Poland, Krakow 8th - 10th June 2019

It has been 2 months since my last trip to Iceland, and I couldn't wait to get out of London to experience the summer in other countries. Together with 4 of my friends from Singapore (that were here for electives), we headed to Krakow for a short 3 day weekend trip. Well known for their lively streets and uplifting atmosphere, I was looking forward to what was in stall for us.


Day 1


With our flight scheduled at 8.40 AM, I bid an early goodbye to my roommate Ellson, and my friends (Bryan and Jonathan) who were staying over at my place for the night, before heading off to join the rest at Farringdon station. It was a chilly journey to London Luton Airport, and we eventually boarded on our 2 hour flight to Krakow. Upon landing in Krakow Airport, we were greeted by the blazing heat.


Krakow Airport


It has been quite some time since I experienced temperatures warmer than 30 degrees Celsius, so the heat definitely proved to be a form of acclimatization to the heat that I will be exposed to when I get back to Singapore. Upon clearing customs, we made our way to the bus stop to take a bus (bus 252) to our accomodations at Starowislna 6, Old Town Krakow.


Accomodations


After settling down in our accomodation, we headed for lunch at Pod Wawelem Monomania (but not before having an ice cream or 2).


Cake Ice Cream!


With prices comparable to that in SG, we had a feast consisting of a variety of different meats, as well as this Lithuanian soup that was completely pink. Despite its colour, it tasted exactly like sour cream and onion, but it's strong taste left it being a bit too much for us to handle.


Pink Soup?!


After lunch, we headed for a walk around the old streets of Krakow, visiting the Krakow Barbican, main market square, town hall tower and many other attractions. Along the way, there were a variety of gelato shops that I couldn't resist (just like Rome), and I ended up having a total of 8 different gelatos throughout the trip.


More Gelato


With lunch being so late and filling, we decided not to have dinner, and we proceeded back to our apartment to settle for the night in preparation for an early morning the next day.
---*---
- [Problem 1] Gather every line of the listing below that contains the string "negative".

- [Items listed in a dataset]
---*---
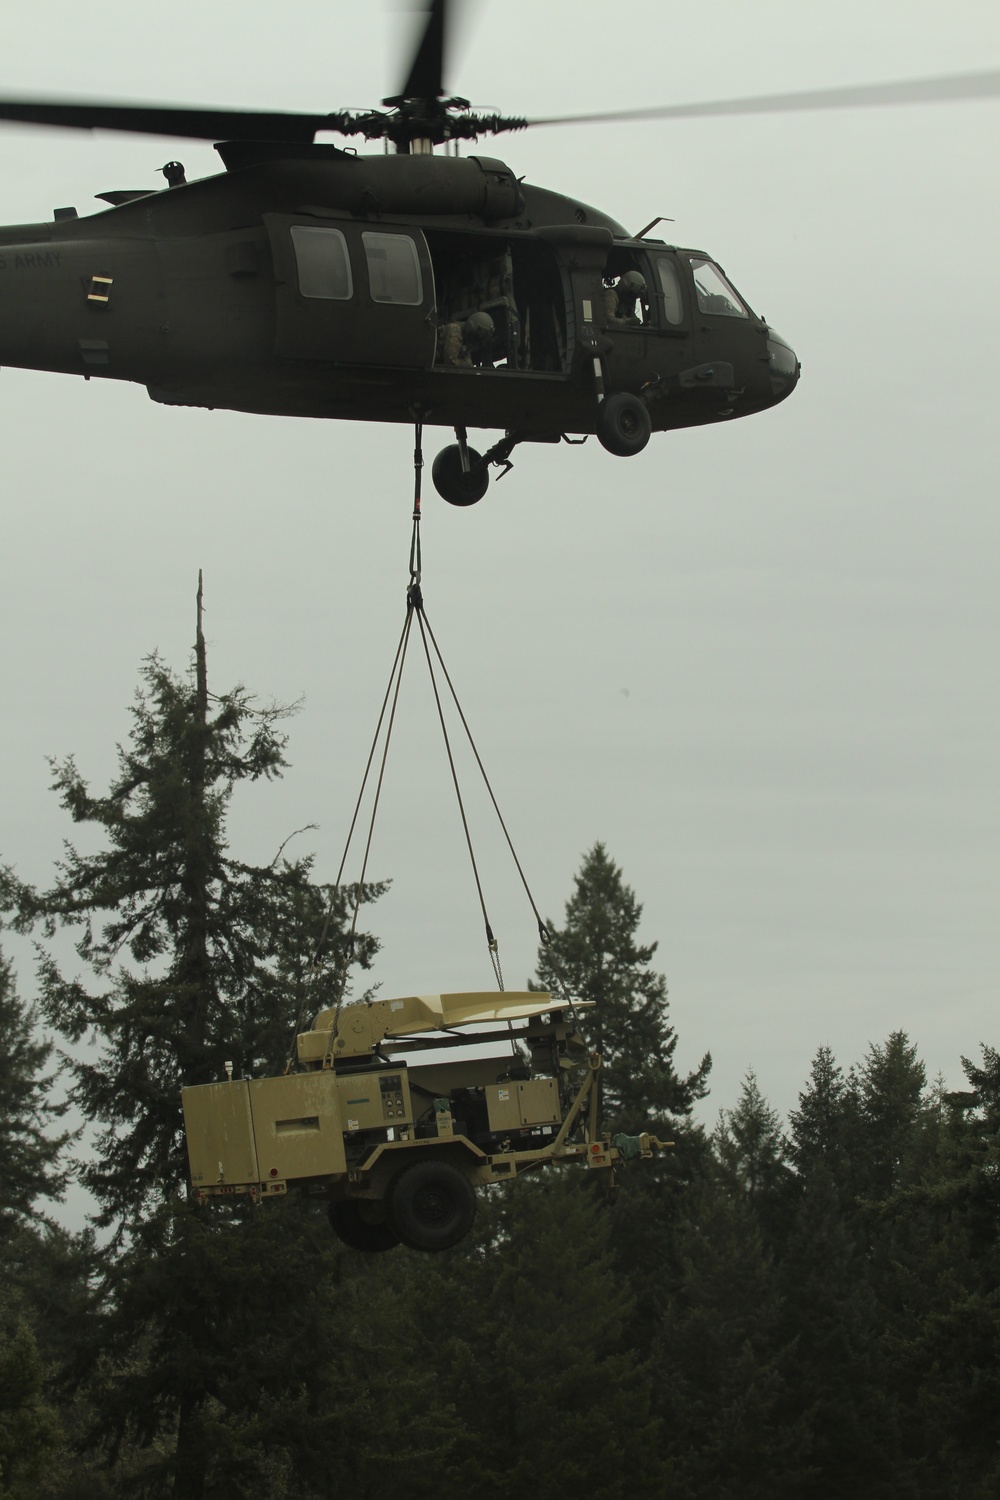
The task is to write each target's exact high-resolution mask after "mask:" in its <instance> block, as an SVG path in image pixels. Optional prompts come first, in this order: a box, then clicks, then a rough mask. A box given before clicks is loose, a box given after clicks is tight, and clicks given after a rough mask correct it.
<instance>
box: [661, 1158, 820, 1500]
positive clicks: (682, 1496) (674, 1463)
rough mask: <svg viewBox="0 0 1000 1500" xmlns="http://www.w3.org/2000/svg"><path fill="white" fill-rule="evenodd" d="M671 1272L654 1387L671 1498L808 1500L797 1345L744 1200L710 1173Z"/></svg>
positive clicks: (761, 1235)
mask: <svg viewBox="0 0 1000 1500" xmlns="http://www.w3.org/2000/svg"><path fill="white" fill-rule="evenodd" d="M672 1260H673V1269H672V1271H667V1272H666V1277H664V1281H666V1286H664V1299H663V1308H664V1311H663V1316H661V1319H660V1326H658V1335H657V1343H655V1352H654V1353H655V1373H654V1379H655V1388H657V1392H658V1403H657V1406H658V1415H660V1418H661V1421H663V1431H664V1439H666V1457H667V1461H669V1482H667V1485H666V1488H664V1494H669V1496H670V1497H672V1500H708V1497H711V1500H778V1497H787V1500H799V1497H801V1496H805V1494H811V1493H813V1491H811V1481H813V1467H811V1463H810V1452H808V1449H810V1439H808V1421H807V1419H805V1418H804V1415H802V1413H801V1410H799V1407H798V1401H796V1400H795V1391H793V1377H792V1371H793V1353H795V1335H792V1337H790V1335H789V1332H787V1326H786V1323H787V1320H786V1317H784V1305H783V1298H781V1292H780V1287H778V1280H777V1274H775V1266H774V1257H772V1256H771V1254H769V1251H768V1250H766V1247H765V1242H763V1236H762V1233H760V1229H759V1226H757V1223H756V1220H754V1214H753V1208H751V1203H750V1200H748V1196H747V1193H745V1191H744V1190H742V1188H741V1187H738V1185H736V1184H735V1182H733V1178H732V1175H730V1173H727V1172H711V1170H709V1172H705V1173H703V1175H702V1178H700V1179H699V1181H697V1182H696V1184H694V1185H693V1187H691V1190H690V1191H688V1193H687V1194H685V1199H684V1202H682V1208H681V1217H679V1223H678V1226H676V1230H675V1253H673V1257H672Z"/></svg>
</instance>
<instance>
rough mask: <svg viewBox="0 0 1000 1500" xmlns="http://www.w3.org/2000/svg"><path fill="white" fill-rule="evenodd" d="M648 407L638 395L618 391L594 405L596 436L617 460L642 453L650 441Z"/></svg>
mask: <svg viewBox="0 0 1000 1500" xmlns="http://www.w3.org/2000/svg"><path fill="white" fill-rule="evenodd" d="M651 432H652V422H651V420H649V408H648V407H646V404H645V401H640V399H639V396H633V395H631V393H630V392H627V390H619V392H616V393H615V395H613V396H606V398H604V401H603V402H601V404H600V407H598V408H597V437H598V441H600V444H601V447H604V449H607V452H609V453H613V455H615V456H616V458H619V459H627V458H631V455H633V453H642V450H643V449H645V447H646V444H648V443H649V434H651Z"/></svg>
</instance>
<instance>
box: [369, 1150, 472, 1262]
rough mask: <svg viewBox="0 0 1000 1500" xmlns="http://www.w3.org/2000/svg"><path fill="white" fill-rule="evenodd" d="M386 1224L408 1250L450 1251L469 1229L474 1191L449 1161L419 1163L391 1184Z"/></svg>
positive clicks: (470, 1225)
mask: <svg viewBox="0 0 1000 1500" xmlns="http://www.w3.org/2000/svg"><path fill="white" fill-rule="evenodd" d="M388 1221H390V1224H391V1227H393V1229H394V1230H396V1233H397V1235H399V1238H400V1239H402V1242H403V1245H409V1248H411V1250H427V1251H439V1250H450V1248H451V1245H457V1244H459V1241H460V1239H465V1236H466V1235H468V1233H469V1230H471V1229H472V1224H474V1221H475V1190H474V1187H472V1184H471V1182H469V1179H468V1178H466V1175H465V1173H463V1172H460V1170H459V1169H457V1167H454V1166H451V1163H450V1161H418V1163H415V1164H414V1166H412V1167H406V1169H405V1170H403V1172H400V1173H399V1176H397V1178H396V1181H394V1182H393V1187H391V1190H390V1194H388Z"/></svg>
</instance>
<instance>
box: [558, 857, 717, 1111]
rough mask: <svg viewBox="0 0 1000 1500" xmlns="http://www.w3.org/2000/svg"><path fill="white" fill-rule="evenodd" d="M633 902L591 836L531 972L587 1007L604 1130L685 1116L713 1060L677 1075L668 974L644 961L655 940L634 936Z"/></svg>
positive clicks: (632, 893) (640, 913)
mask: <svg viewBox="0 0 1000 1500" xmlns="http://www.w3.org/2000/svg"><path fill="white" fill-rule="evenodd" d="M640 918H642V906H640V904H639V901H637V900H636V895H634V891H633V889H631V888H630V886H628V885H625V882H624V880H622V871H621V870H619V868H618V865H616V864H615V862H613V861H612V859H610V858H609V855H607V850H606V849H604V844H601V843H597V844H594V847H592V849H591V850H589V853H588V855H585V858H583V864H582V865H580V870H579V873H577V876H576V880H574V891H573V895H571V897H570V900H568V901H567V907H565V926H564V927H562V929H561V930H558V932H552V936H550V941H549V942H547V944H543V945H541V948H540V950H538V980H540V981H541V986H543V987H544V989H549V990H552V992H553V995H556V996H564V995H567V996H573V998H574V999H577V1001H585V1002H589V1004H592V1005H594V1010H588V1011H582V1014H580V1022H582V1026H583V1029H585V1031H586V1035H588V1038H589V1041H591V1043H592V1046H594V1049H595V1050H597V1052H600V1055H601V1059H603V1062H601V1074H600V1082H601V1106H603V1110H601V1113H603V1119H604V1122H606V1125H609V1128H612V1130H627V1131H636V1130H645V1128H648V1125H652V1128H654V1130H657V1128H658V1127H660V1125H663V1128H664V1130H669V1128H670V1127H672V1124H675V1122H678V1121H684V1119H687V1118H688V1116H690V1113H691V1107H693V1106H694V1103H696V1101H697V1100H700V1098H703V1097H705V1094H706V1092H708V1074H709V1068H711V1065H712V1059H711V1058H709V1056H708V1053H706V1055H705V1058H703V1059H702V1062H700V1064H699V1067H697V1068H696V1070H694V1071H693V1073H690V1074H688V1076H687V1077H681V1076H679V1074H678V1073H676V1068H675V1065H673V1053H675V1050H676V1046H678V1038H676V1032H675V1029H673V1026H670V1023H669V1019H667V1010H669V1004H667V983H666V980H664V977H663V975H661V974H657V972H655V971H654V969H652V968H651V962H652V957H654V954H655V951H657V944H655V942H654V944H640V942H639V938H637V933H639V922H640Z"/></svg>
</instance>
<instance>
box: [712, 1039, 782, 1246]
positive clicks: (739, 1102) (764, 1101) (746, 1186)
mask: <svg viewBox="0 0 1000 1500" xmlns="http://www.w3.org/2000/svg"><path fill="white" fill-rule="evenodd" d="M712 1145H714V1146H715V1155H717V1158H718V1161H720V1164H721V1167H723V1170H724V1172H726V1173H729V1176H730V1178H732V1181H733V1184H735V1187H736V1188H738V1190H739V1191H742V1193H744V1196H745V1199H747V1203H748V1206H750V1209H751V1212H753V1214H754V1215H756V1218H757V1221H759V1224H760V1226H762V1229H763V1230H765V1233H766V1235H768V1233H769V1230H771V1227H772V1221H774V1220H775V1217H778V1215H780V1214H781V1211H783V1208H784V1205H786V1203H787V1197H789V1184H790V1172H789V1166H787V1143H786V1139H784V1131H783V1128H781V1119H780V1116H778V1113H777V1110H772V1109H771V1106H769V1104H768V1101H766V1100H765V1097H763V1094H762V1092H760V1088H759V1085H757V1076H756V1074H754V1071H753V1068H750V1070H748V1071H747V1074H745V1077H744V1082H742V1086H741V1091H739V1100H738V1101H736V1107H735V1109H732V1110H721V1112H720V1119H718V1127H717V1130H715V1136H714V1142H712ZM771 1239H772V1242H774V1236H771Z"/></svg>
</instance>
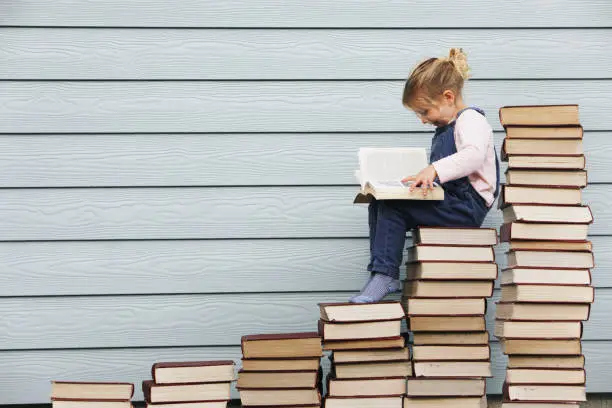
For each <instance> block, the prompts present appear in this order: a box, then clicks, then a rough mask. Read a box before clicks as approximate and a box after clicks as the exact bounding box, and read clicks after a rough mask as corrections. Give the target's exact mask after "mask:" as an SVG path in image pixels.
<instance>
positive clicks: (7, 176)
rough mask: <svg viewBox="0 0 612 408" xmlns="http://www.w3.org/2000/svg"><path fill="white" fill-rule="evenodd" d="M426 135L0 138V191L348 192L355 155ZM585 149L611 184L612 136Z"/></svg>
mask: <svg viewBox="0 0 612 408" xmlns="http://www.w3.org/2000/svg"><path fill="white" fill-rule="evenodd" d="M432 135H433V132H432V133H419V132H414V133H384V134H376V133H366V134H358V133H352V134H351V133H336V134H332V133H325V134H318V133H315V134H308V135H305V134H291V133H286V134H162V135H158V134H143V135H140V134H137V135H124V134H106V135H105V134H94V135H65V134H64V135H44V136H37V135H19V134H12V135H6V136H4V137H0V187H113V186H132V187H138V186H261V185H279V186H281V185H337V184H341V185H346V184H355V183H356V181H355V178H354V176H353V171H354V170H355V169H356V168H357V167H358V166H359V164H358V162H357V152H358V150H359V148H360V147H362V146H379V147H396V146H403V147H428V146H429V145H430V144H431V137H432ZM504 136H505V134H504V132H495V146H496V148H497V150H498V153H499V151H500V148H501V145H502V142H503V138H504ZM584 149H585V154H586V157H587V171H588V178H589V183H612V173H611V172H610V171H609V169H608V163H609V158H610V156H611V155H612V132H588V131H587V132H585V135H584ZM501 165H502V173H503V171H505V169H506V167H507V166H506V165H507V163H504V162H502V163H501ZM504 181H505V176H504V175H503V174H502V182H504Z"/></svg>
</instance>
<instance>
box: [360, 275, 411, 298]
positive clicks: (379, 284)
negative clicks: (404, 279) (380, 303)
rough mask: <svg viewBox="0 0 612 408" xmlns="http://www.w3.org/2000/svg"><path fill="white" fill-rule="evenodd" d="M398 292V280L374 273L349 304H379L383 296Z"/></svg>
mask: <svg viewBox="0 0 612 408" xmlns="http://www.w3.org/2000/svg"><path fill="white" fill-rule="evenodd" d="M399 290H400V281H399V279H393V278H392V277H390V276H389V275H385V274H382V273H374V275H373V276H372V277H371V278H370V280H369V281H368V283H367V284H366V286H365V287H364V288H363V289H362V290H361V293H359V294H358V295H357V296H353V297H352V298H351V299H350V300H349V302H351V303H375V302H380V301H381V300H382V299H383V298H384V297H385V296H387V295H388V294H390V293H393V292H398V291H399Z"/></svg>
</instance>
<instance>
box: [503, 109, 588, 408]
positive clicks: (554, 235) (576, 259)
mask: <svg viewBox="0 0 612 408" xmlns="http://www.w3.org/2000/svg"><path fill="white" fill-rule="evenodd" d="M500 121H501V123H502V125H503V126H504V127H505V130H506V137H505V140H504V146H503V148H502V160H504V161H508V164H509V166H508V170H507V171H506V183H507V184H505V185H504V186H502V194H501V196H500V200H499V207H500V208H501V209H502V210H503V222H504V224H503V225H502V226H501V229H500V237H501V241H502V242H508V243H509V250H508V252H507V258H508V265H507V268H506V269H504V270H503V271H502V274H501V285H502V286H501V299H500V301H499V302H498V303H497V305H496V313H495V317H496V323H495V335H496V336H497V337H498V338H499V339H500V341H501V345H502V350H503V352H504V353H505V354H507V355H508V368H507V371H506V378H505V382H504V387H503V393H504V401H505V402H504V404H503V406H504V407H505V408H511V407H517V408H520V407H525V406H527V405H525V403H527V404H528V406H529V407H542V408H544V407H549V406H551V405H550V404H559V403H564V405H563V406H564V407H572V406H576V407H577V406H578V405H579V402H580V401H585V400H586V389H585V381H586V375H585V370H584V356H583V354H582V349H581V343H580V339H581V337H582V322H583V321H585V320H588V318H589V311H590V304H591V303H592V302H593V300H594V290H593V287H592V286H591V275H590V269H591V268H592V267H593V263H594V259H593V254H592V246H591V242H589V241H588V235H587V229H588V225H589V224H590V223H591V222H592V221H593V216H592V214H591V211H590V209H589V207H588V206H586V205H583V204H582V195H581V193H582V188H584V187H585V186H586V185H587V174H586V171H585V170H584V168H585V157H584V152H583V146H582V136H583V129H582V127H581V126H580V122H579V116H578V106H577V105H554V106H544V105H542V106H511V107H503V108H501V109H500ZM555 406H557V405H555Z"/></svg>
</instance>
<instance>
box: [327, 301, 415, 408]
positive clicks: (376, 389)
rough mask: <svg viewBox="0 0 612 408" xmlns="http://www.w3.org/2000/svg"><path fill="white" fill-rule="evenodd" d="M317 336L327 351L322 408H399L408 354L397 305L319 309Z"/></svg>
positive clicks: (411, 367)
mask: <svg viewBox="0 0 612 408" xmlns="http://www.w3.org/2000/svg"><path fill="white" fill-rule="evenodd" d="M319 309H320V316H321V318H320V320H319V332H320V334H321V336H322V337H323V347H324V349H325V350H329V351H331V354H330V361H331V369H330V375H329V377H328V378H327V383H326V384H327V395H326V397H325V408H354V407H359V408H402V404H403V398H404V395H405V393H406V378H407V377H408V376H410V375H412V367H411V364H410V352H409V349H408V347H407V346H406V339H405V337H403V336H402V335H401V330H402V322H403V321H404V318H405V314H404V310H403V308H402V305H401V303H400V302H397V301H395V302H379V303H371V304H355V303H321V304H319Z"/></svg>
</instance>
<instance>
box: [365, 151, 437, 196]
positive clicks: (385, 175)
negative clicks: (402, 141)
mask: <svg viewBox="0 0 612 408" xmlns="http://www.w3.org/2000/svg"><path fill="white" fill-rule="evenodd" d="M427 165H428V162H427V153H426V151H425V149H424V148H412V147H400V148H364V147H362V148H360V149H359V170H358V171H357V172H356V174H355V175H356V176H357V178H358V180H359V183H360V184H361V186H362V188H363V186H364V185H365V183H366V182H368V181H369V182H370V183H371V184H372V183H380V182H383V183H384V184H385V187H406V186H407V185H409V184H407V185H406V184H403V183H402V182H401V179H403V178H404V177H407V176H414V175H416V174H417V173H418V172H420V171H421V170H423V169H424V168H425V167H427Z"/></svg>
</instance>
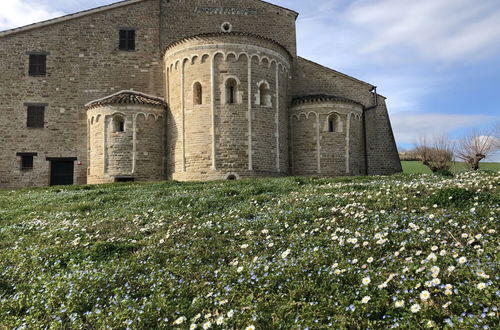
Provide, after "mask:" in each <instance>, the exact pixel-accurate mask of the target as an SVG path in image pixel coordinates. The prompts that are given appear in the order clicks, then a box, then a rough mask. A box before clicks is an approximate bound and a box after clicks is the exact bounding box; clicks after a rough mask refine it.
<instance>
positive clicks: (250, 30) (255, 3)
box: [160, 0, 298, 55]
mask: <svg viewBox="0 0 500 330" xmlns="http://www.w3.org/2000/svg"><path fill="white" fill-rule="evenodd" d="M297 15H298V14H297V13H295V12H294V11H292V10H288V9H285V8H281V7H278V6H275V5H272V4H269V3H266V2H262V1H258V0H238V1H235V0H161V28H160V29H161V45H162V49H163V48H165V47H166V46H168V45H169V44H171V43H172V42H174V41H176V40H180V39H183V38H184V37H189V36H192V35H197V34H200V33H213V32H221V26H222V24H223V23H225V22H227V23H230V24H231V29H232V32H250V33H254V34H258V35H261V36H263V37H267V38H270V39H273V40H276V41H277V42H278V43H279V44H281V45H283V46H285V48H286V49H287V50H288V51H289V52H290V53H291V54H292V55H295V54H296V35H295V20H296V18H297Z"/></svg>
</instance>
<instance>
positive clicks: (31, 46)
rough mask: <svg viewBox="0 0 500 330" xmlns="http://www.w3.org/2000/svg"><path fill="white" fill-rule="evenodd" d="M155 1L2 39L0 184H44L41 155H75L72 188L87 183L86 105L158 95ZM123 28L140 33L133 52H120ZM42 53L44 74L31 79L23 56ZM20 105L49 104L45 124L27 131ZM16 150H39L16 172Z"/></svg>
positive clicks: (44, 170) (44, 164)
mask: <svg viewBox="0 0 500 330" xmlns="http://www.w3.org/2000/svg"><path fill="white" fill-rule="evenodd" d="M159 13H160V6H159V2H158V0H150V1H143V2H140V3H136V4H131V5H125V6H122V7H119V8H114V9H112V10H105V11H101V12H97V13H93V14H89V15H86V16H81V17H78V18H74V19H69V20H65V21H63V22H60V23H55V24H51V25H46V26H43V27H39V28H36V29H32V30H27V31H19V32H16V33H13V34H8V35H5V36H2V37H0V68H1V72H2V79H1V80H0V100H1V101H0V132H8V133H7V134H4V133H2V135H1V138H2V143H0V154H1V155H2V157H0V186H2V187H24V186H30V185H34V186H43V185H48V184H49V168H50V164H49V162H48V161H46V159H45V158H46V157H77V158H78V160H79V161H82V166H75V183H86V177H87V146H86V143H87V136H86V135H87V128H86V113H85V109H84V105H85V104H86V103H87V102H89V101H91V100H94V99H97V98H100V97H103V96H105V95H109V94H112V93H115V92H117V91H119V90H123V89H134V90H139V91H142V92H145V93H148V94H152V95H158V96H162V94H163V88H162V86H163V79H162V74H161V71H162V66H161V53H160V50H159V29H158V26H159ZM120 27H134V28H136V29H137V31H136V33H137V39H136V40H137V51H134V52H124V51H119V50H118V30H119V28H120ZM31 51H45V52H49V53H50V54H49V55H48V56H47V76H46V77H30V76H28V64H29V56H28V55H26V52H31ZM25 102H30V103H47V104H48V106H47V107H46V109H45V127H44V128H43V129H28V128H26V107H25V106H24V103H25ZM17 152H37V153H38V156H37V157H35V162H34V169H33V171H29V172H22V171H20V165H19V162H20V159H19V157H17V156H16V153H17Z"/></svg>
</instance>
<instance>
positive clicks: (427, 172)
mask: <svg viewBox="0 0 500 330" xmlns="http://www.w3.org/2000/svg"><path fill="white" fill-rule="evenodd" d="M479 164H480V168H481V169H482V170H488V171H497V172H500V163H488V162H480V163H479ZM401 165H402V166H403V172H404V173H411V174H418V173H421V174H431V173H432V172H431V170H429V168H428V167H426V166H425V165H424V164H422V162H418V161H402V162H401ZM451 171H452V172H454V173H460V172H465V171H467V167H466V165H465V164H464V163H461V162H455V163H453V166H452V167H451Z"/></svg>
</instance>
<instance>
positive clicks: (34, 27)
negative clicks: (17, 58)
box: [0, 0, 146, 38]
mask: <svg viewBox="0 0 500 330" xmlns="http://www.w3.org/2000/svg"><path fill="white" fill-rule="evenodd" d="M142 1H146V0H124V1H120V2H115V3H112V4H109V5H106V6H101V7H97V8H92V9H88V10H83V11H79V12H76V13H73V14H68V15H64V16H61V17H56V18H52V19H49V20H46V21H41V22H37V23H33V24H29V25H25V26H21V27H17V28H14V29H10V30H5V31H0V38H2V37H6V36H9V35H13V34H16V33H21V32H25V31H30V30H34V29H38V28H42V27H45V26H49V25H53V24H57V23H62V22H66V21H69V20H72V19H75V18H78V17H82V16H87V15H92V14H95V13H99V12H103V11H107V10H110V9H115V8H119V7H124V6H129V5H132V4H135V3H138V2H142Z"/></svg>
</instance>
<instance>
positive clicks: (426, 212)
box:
---*---
- [Problem 2] Go on with the Krakow travel account above, picking up after its last sentence.

- [Written answer 1]
negative clicks: (404, 279) (380, 303)
negative clicks: (402, 141)
negative clicks: (17, 58)

- [Written answer 2]
Day 2


With the bus leaving for Auschwitz at 7.10 AM, we had to wake up as early as 5 AM to wash up and have breakfast. It was a rush to catch the bus and we managed to catch it in the nick of time. What ensued was a 2 hour ride to auswitchz which mainly consisted of us falling asleep on the bus ride. When we arrived at Auschwitz, we immediately made our way to the queue for the free entry to the Auschwitz museum. The Auschwitz museum consisted of the evidences of the atrocities committed by the SS during the Holocaust. The Holocaust was the systematic, bureaucratic, state-sponsored persecution and murder of six million Jews by the Nazi regime and its collaborators. Holocaust is a word of Greek origin meaning "sacrifice by fire." The Nazis, who came to power in Germany in January 1933, believed that Germans were "racially superior" and that the Jews, deemed "inferior," were an alien threat to the so-called German racial community. The elaborate exhibitions displayed in the buildings that once were a platform for such atrocities were depressing yet enlightening.

Auschwitz 1


After going through the museums in Auschwitz 1, we took the shuttle bus to Auschwitz 2 (Birkenau Camp), which was labelled a death camp where many more Jews were put to death. The Birkenau camp (which held over 90,000 prisoners in 1944), also known as "Auschwitz II" This was the largest part of the Auschwitz complex. The Nazis began building it in 1941 on the site of the village of Brzezinka, three kilometers from Oswiecim. The Polish civilian population was evicted and their houses confiscated and demolished. The greater part of the apparatus of mass extermination was built in Birkenau and the majority of the victims were murdered here. With its sections separated by barbed-wire fences, Auschwitz II had the largest prisoner population of any of the three main camps. In January 1942, the first chamber using lethal Zyklon B gas was built on the camp. This building was judged inadequate for killing on the scale the Nazis wanted, and four further chambers were built. These were used for systematic genocide right up until November 1944, two months before the camp was liberated.

Auschwitz 2


Having seen what there was to see in Auschwitz, we made our way to Oswecim station for the train to Krakow. Along the way, we stopped by at Macdonald's for lunch. With prices comparable/cheaper than that of Singapore, it felt unrealistically cheap considering how expensive London is.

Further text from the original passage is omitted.